RECORDS SUPPLIED
:::

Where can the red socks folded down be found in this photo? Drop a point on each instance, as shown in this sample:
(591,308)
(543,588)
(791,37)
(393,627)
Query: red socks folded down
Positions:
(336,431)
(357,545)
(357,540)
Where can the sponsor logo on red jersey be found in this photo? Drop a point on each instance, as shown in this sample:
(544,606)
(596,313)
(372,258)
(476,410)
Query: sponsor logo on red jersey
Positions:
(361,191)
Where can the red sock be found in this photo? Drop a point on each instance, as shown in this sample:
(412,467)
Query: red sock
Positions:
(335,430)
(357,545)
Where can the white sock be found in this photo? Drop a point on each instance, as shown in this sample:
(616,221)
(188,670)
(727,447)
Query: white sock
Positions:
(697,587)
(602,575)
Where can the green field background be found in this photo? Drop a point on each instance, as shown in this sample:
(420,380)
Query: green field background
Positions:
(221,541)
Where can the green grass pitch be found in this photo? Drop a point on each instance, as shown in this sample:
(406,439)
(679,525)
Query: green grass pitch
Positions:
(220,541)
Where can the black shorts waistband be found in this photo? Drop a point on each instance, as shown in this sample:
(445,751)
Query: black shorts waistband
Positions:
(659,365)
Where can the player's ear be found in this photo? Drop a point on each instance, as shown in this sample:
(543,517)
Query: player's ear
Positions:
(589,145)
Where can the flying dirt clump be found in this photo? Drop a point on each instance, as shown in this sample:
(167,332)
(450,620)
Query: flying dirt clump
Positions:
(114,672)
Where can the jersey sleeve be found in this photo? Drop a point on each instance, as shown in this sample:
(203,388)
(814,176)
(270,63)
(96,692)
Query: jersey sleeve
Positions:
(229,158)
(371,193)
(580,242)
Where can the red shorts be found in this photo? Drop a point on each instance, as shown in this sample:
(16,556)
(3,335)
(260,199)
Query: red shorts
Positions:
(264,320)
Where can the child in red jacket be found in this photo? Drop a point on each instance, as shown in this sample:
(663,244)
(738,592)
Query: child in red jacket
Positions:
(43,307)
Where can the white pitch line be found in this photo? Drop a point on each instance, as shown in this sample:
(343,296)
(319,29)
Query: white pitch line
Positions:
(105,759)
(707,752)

:::

Each record must be returned exactly as it is written.

Where can the red socks folded down be found in this photo? Drop a point on each instance, as shown in this sample:
(591,308)
(543,588)
(791,37)
(393,627)
Query: red socks folded down
Positions:
(336,431)
(357,545)
(357,540)
Where can the sponsor logo on red jersey be found in this photo? Drop a point on each instance, as shown in this sample:
(544,606)
(596,313)
(372,258)
(476,410)
Query: sponsor logo on red jersey
Positions:
(361,191)
Where can the red sock be found in this photo? Drop a point on each instance, as shown in this sample:
(412,467)
Query: red sock
Positions:
(335,430)
(357,545)
Where can the white sock be found in this photo? Drop a point on each instance, as shown in this sample:
(616,221)
(188,670)
(727,447)
Query: white sock
Positions:
(697,587)
(602,575)
Where can the green field background be found in this photo? Drop a point on each instance, as shown in this sample:
(420,380)
Query: green field background
Positions:
(221,541)
Where can the green grass pitch be found in this photo? Drop a point on each instance, as shown in this sample:
(406,439)
(679,525)
Query: green grass pitch
Positions:
(220,541)
Where can the black shorts waistband be found in this photo? Drop a point on each instance, as shown in this sample:
(445,751)
Query: black shorts waistband
Positions:
(659,365)
Where can the player's ear be found in this photo? Drop a point on each instance, as shown in this sample:
(543,517)
Query: player's ear
Positions:
(589,145)
Where can the flying dirt clump be found in this photo? Drop a point on each instance, as shown in this sample:
(167,332)
(450,620)
Query: flying dirt clump
Positions:
(114,672)
Where can the jersey sleeve be found in this photo? Drop a point on each instance, as shown in this sample:
(203,388)
(814,176)
(270,63)
(96,692)
Query: jersey sleeve
Positions:
(229,158)
(371,193)
(580,242)
Where can the red shorts be found in this photo? Drop a point on each instance, as shown in this sample:
(16,556)
(3,335)
(260,199)
Query: red shorts
Positions:
(264,320)
Where can the child in red jacket be found in this photo? Drop a point on each instance, as shown in this sample:
(663,244)
(738,592)
Query: child in red jacket
Positions:
(43,307)
Where can the white pitch line be found in this photo? Drop a point on each instance, as shown in this sample:
(343,296)
(319,29)
Query: white pitch line
Positions:
(105,759)
(707,752)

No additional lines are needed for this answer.